Copy the following lines word for word, leaving out the pictures.

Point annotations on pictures
•••••
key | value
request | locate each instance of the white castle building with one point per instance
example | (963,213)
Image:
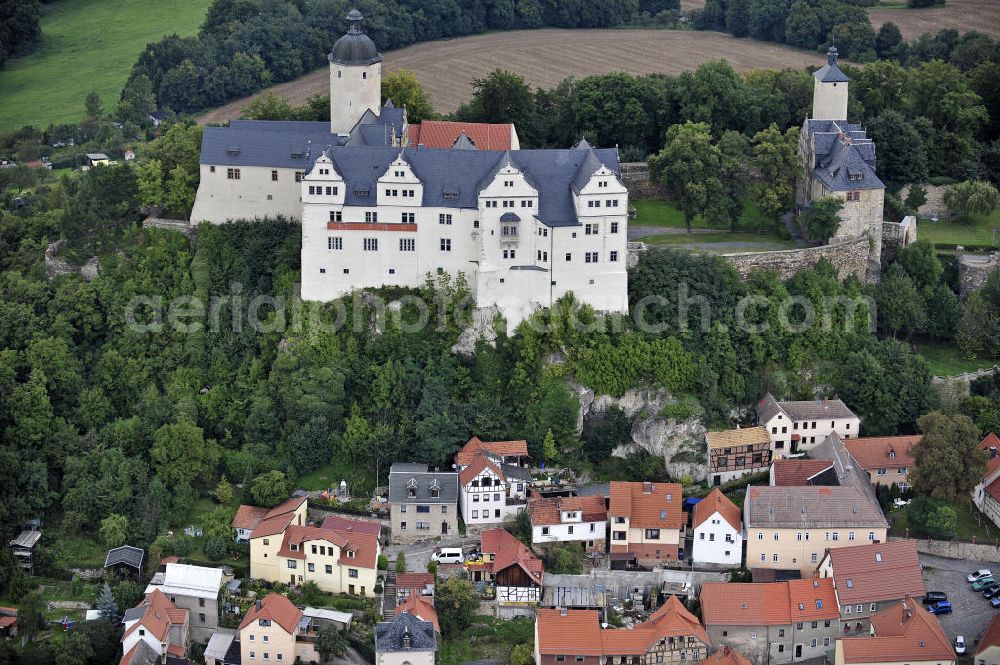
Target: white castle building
(524,226)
•••••
(Answer)
key | value
request | locate each instance of the white castle building with one point per instance
example | (963,213)
Image:
Target: white castle building
(524,226)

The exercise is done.